Repeat the records given below in full, with no changes.

=== Section Start ===

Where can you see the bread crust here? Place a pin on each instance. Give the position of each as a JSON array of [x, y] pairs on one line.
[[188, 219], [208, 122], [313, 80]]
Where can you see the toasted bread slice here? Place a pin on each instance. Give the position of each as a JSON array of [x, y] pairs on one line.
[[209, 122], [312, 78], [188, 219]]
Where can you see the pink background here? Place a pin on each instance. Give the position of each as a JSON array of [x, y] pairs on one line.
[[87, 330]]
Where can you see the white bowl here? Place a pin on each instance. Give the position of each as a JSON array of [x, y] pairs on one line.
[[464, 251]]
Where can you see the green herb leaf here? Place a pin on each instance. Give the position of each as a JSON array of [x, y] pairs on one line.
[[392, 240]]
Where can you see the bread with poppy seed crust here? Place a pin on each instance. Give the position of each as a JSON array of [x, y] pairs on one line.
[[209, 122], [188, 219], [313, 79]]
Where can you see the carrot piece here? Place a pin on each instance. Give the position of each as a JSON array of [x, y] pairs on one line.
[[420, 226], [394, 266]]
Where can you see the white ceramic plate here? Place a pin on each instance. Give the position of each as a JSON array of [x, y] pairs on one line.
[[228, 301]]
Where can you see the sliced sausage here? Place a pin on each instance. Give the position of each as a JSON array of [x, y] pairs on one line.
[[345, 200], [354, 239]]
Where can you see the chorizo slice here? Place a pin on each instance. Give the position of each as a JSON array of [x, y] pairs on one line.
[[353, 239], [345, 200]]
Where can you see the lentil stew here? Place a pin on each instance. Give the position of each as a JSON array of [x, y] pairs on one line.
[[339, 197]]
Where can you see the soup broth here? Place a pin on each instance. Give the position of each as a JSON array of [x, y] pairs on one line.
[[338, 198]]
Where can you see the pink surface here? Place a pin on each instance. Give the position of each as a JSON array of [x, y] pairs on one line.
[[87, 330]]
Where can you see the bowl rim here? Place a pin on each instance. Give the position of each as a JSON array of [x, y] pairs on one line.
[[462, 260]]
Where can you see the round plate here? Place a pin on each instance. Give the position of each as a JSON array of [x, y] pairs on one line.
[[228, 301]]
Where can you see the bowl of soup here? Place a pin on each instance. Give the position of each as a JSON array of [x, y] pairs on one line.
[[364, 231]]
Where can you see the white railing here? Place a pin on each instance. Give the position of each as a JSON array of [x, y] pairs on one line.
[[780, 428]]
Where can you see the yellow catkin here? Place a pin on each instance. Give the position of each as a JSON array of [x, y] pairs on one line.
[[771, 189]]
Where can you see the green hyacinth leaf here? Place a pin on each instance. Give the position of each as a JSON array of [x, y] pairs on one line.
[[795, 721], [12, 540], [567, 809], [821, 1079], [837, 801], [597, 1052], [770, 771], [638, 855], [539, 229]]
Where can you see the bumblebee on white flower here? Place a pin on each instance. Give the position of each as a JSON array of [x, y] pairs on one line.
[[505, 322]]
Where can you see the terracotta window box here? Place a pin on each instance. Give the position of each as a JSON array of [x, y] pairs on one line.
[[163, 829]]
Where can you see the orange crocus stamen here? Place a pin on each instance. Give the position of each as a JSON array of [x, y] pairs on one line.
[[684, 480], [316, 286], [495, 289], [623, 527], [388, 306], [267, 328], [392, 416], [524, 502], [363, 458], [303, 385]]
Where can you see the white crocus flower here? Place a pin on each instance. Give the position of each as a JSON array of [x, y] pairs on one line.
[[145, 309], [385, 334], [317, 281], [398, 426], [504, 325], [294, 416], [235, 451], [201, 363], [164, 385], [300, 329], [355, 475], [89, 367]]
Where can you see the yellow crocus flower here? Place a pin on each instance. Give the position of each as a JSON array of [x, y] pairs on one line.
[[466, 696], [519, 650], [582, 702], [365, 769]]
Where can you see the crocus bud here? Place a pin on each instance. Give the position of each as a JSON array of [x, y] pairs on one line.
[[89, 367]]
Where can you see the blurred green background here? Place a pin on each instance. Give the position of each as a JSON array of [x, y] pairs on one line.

=== Section End ===

### Solution for this task:
Where can you see the bread crust here? Place a pin on each instance. Give the position of each as a JSON array of [x, y] pairs on one line.
[[188, 219], [208, 122], [313, 80]]
Where can you see the toasted bread slice here? Place a pin on each instance. Give the position of each as a JSON array of [x, y] pairs on one line.
[[209, 122], [312, 78], [188, 219]]
Where can you see the pink background here? Place a pin on each instance. Give the position of each as a JSON array of [x, y] pairs on one line.
[[87, 330]]
Where can you see the white bowl here? Place a pin on each instance. Give the position of each as a JSON array of [x, y] pairs on one line.
[[464, 251]]
Where can you see the green herb leaf here? Place a pin on each instance. Give the position of each as a JSON array of [x, y] pairs on one line.
[[392, 240]]
Where can you see the bread with poppy seed crust here? Place a pin on each instance. Give the position of each as a JSON array of [x, y] pairs on one line.
[[209, 122], [188, 219], [313, 79]]
Where can you see the carrot piece here? Place a pin on each instance. Give the position of each as a JSON array of [x, y] pairs on one line.
[[420, 226], [394, 266]]
Where can you see the white ceramic plate here? Place a pin on each instance. Give the position of each as a JSON array of [x, y] pairs on one line.
[[228, 301]]
Where can you see the sliced sausage here? Place a pin on each instance. Give the position of each as a JSON array of [x, y] pairs on one line.
[[345, 200], [354, 239]]
Where can you see the chorizo slice here? Place a pin on each instance. Give the position of each as a JSON array of [x, y] pairs on one line.
[[353, 239], [345, 200]]
Where can you see the lentil stew here? Place a pin on each instance. Give the position of each as a JSON array of [x, y] pairs on one line.
[[339, 197]]
Where can you see the soup broth here? Place a pin on each instance. Give the position of each as a JSON array of [x, y] pairs on one line.
[[338, 198]]
Where can you see the pink surface here? Place a pin on each instance. Give the position of each as a JSON array of [x, y] pairs on one line.
[[87, 330]]
Where can you see the bowl rim here? Place a pin on each instance. Give the position of each as a JSON array of [x, y] pairs on one line.
[[462, 260]]
Where can you see the round plate here? Place a pin on each instance. Give the position of each as a JSON array of [x, y] pairs on one line.
[[228, 301]]
Where can you see the bowl of soup here? Place a pin on each instance. Give the position of each as a JSON array of [x, y] pairs on one line.
[[364, 231]]
Where can you see the white railing here? Place a pin on each instance. Give the position of each as a JSON array of [x, y] pairs on one line.
[[780, 428]]
Where can you see the yellow catkin here? Place a pin on each instance. Give the position of each as a JSON array of [x, y] pairs on one line.
[[771, 189]]
Where can you see the green hyacinth leaf here? Place a pin on each instance. Give the position of each as a JSON array of [x, y] pairs on one line.
[[795, 721], [12, 540], [567, 809], [821, 1079], [837, 801], [597, 1052], [770, 771], [638, 855], [539, 229]]
Where can you see the bumblebee on white flower here? Place a pin on each instance. Give the position of each as a JSON array of [x, y] pairs on one line.
[[505, 322]]
Where can you see the terracotta window box here? Place a pin on each instance. Give the position of each as a JSON array of [x, y] pairs on one line.
[[163, 829]]
Where can you see the orange crocus stamen here? Place a pin on each instance. Give the position of each as a JSON array of [x, y] pairs on one line.
[[684, 480], [316, 286], [495, 289], [623, 527], [388, 306], [267, 328], [392, 416], [524, 502], [363, 458], [303, 385]]
Where can you see the white crocus flower here? Place a pin on each instance. Give the position of each as a JSON array of [x, y] pairs on one line.
[[145, 309], [385, 334], [317, 281], [398, 426], [504, 325], [294, 416], [235, 451], [201, 363], [164, 385], [300, 329], [355, 475], [89, 367]]
Where can you see the yellow crocus flower here? Place a pin on each instance. Give the position of each as a JSON array of [x, y] pairs on one line.
[[466, 696], [519, 650], [582, 702], [365, 769]]
Where can you see the crocus bud here? Place a pin on each instance. Give the position of each as a JSON array of [x, y] pairs on one line.
[[89, 367]]
Where can you see the blurred green background here? Place a pin on each instance. Give the position of each as a JSON array of [x, y] pairs on one line.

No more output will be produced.